- **QUOTED PASSAGE**:
——

The near-bed flow structure and bed shear stresses within emergent
vegetation canopies
Abstract
The structure of the bottom boundary layer (BBL) in aquatic flows
influences a range of biophysical processes, including sediment
transport, hyporheic exchange, and biofilm formation. While the
structure of BBL above bare sediment beds has been well studied, little
is known about the complex near-bed flow structure within canopies of
aquatic vegetation. In this study, we used high-resolution laboratory
measurements and numerical Large Eddy Simulations to investigate the
near-bed mean and turbulent flow properties within staggered-ordered
emergent canopies under a wide range of flow and canopy conditions.
There is strong horizontal variability of key near-bed flow
characteristics on the scale of the vegetation elements. Measurement
locations that provide single-point flow characteristics closest to the
spatially-averaged values were identified. The spatially-averaged BBL
thickness is influenced strongly by canopy density. This impact of
canopy density is engendered through its direct control of near-bed
turbulent kinetic energy (TKE), which in turn is negatively correlated
with BBL thickness, both locally in a given flow and across the range of
flow conditions studied here. A model based on the near-bed TKE is
developed to predict the BBL thickness and, ultimately, the bed shear
stress. The strong agreement between model predictions and experimental
data may explain why both TKE and bed shear stress may be seen as
drivers of sediment transport processes in vegetated flows. These
findings provide new insights into the physical links between near-bed
flow variables and therefore contribute to the understanding of some of
the complex biophysical processes present in vegetated flows

——

- **EXERCISE 1**: From the abstract on near-bed flow in emergent vegetation canopies, list the biophysical processes that the structure of the bottom boundary layer is said to influence.
- **EXERCISE 2**: Quote the abstract word for word, from "The near-bed flow" up to and including "and canopy conditions.".

- **DATA BLOCK**:
——

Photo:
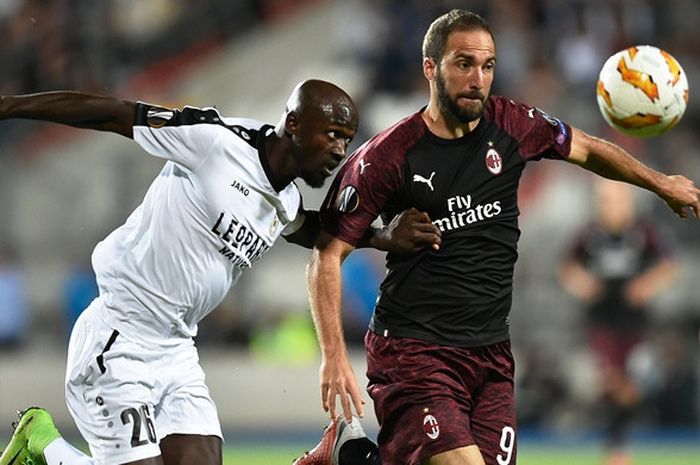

——

- **FINISHED ANSWER 1**:
- Sediment transport
- Hyporheic exchange
- Biofilm formation

- **FINISHED ANSWER 2**:
The near-bed flow structure and bed shear stresses within emergent
vegetation canopies
Abstract
The structure of the bottom boundary layer (BBL) in aquatic flows
influences a range of biophysical processes, including sediment
transport, hyporheic exchange, and biofilm formation. While the
structure of BBL above bare sediment beds has been well studied, little
is known about the complex near-bed flow structure within canopies of
aquatic vegetation. In this study, we used high-resolution laboratory
measurements and numerical Large Eddy Simulations to investigate the
near-bed mean and turbulent flow properties within staggered-ordered
emergent canopies under a wide range of flow and canopy conditions.